INSTRUCTION A: According to the article on Catholicism in China, in what year did the Vatican let Chinese Catholics perform liturgy in Chinese instead of Latin?

#### SELECTED EXCERPT

In 1594, Jesuit missionary Matteo Ricci excitedly hailed the coming of Catholicism to China after "having been blocked for thousands of years by high mountains and lofty hills, by the impassible Islamic barriers." He celebrated the clear compatibility of China and the Roman Catholic Church's long-separated traditions and the striking "uniformity between Christian tenets and the ancient Chinese sage's rationality and teachings." Indeed, Ricci saw fantastic success during his time in China, becoming an adviser to the Kangxi emperor and winning numerous high-profile converts. But frictions that spelled trouble for Catholicism as a mainstream Chinese religion were on their way. In 1700, there were an estimated 200,000 Chinese Catholics. Three decades later, the adherents of the "Religion of the Lord of Heaven," as the Chinese called Catholicism at the time, would find themselves cut off from Europe then banned entirely.
Catholicism's challenges in China are not unique to the religion. Indeed, they have much more to do with centralized Chinese authorities' near-timeless struggle to assert control over the sprawling empire that now calls itself a country. Over the past several centuries, Christianity as a whole, along with many other faith traditions, has been consistently at odds with secular authorities in China. Today, as Catholicism faces competition for adherents around the world, the Vatican is trying to navigate China's complex political landscape as it aims to establish an official presence in the nation.
As Chinese President Xi Jinping consolidates power and his government works on centralizing, religious movements that have operated in the shadows in China will have less room. With this in mind, the Vatican will be more amenable to compromising with the Chinese state, which has often been at odds with faith traditions. Indeed, the Catholic Church may offer to switch its diplomatic ties from Taiwan to China.
The Benefits and Pitfalls of Faith in the Empire
Faith traditions present both challenges and opportunities for any empire. On the one hand, they make totalizing claims to the truth, which might motivate believers to dissent from the empire's dictates. On the other hand, they can present a valuable tool of legitimacy for the state to wield. For late 16th-century China, embracing Christianity meant gaining access to technologies from and information about Europe, whose tendrils were steadily creeping across the Pacific. But this access was valuable only as long as it did not undermine the power of the state. Throughout China's 3,000-year history, politics has always trumped religion.
Catholicism in China peaked in 1692, when the Kangxi emperor issued an edict of toleration that put Christianity on par with other long-established faith traditions in the empire. But the edict included a veiled warning, noting that the Europeans "are very quiet" and that, unlike "false sects," their religion does not have "any tendency to incite sedition." This made clear that Christianity was acceptable only as long as it remained "quiet" and did not try to erode the foundations of China's political order. Indeed, Catholicism's initial success in China hinged on the clergy's tremendous efforts to learn Chinese philosophy and culture and ingratiate themselves with the country's elites. In 1615, the Vatican even granted Chinese Catholics the unique privilege of being allowed to perform liturgy in Chinese rather than Latin.

########
#### DATA SUPPLIED

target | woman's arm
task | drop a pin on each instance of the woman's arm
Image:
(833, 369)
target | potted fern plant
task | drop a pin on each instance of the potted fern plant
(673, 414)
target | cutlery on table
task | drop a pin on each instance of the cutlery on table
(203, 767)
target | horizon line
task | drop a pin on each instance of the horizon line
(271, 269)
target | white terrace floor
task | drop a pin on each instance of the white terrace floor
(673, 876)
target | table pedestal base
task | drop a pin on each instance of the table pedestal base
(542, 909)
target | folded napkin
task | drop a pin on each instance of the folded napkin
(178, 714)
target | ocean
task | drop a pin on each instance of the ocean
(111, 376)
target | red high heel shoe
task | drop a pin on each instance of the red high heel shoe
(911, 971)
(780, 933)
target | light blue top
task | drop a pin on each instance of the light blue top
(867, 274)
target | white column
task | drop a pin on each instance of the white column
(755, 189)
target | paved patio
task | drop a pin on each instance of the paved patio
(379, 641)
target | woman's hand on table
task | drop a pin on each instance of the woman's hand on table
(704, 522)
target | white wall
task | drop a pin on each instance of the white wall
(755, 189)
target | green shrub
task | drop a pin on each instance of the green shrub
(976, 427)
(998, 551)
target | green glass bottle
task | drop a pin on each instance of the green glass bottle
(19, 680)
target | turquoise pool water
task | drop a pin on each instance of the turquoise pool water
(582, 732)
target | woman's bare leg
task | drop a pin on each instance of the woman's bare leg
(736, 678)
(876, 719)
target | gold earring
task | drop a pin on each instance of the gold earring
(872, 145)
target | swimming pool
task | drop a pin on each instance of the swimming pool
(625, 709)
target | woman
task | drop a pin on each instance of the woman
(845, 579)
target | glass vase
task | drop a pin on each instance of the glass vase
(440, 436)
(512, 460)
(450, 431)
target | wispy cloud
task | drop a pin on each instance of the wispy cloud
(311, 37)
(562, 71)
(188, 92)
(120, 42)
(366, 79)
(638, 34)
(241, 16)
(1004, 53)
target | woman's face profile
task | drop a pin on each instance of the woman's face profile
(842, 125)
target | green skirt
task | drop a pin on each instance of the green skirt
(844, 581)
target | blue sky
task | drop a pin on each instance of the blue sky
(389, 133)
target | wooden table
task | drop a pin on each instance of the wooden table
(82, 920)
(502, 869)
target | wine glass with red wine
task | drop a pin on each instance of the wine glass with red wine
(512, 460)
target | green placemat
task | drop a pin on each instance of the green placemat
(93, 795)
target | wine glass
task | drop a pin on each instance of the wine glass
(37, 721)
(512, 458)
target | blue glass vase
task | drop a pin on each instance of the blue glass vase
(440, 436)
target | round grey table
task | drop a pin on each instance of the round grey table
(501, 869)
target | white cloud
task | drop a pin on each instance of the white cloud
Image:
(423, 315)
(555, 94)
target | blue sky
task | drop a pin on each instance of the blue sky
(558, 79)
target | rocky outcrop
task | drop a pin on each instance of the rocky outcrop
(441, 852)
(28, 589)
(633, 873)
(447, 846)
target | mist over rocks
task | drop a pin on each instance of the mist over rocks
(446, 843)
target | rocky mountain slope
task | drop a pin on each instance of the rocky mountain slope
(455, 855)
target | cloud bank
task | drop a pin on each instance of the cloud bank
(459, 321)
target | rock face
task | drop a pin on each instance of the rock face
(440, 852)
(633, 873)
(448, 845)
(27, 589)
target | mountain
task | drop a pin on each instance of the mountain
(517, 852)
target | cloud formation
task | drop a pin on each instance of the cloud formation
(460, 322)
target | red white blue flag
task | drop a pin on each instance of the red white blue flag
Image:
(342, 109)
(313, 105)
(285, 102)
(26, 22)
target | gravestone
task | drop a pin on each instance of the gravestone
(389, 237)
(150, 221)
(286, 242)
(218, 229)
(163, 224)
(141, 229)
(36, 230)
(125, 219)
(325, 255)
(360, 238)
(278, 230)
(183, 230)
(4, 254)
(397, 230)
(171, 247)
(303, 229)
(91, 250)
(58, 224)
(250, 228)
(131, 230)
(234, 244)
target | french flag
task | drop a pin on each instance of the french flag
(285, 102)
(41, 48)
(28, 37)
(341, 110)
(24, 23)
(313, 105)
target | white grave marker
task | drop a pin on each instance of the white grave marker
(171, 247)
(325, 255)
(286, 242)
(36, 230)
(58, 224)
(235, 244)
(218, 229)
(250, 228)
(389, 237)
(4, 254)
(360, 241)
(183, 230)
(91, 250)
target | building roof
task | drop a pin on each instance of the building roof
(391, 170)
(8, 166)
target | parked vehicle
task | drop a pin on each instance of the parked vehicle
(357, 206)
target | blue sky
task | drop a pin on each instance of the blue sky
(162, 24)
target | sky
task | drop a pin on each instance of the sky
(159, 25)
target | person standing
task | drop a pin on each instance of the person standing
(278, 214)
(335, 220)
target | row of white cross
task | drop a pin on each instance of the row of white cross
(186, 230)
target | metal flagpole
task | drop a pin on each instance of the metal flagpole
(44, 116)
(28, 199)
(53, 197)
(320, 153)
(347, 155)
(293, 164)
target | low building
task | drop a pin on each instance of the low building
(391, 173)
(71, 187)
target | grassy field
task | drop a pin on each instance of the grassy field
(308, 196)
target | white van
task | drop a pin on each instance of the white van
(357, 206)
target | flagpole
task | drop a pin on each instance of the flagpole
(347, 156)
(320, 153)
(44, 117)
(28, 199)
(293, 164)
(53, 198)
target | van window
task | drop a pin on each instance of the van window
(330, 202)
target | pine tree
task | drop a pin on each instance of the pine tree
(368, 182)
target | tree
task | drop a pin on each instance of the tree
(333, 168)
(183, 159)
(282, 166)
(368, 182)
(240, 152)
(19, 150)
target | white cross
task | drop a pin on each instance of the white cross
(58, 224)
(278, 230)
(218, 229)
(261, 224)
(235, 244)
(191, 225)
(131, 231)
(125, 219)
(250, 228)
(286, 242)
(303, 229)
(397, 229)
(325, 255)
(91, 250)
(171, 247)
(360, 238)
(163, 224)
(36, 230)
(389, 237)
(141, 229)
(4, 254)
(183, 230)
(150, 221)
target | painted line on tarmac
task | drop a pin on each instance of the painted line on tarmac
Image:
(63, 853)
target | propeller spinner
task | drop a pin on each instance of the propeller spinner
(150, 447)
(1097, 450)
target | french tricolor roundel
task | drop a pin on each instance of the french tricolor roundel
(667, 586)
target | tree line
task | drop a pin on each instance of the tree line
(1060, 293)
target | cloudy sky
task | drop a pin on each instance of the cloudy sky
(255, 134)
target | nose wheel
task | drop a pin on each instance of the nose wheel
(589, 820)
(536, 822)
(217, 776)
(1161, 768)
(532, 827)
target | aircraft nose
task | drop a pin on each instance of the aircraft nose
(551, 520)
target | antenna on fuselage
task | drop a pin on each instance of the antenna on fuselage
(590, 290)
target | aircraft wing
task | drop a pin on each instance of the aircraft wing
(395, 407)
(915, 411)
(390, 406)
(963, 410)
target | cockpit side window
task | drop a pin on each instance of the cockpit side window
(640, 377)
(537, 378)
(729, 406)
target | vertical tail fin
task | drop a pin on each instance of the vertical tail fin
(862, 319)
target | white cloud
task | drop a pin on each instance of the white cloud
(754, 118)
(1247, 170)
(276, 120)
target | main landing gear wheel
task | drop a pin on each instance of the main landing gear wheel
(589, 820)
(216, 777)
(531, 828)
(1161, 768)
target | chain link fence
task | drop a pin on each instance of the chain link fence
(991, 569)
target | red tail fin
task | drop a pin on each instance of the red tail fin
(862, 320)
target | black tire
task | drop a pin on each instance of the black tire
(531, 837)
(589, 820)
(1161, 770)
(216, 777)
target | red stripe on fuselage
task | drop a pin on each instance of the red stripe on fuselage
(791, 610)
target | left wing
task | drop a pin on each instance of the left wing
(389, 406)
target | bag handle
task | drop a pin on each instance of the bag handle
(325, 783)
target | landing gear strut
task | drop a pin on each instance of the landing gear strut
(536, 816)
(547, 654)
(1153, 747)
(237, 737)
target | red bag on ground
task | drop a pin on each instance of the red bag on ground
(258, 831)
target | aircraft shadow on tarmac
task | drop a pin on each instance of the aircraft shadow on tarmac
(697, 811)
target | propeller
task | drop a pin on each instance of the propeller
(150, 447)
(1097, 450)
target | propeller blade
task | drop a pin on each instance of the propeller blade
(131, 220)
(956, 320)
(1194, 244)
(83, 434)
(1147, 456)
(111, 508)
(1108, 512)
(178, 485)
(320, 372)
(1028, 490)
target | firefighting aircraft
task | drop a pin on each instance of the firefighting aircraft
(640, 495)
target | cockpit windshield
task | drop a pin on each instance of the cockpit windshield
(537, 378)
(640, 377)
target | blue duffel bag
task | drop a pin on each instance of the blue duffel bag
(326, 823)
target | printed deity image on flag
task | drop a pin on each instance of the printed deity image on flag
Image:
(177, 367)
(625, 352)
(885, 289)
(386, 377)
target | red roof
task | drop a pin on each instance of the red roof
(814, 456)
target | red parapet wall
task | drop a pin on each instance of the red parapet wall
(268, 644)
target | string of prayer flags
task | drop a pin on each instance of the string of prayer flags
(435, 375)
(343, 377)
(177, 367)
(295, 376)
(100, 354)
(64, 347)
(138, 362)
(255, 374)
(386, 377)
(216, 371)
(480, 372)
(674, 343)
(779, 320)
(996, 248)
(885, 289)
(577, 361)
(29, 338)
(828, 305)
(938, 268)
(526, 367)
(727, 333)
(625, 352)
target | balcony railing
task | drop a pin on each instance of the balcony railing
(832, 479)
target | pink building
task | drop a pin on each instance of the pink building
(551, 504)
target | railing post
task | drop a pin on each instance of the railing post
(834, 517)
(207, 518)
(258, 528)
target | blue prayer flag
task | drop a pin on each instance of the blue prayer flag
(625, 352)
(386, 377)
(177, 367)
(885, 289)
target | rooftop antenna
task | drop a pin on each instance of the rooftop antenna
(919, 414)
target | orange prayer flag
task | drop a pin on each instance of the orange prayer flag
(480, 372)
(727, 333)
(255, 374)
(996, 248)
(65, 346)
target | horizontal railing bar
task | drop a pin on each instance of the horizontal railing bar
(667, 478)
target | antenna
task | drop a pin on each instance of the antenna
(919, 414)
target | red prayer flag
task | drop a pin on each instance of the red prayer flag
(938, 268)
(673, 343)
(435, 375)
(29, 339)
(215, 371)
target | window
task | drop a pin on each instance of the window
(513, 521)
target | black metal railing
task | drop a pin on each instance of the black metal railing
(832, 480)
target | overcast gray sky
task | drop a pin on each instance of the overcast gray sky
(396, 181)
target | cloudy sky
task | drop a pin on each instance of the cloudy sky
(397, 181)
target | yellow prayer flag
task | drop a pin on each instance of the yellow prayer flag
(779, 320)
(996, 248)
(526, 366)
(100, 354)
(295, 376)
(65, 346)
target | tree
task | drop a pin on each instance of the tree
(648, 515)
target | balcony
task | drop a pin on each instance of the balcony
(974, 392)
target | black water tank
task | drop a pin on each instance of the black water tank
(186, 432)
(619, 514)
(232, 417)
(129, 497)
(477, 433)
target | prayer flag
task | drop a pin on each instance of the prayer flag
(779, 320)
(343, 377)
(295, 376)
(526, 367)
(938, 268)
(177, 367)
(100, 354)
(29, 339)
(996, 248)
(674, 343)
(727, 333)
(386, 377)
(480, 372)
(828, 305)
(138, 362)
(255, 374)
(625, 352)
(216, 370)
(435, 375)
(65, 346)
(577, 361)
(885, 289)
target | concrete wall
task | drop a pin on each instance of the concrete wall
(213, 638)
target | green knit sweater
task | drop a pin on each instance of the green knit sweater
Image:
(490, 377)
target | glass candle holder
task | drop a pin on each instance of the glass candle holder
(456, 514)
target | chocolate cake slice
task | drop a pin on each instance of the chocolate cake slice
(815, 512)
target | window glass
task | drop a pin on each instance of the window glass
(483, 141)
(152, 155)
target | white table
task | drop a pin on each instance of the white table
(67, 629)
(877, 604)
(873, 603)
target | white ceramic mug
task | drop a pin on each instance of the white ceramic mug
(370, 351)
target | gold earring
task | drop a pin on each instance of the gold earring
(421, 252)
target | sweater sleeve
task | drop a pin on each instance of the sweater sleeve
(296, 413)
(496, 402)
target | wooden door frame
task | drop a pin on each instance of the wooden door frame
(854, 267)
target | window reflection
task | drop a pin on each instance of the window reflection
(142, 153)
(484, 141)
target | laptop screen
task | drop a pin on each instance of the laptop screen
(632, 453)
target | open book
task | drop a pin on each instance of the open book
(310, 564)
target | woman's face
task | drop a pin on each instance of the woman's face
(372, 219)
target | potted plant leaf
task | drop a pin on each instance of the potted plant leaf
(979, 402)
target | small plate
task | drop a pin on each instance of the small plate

########

INSTRUCTION B: Count the lines in the records that contain the word "vertical", treating uppercase and lowercase as different, and reply with only that number.

FULL OUTPUT A: 1615

FULL OUTPUT B: 2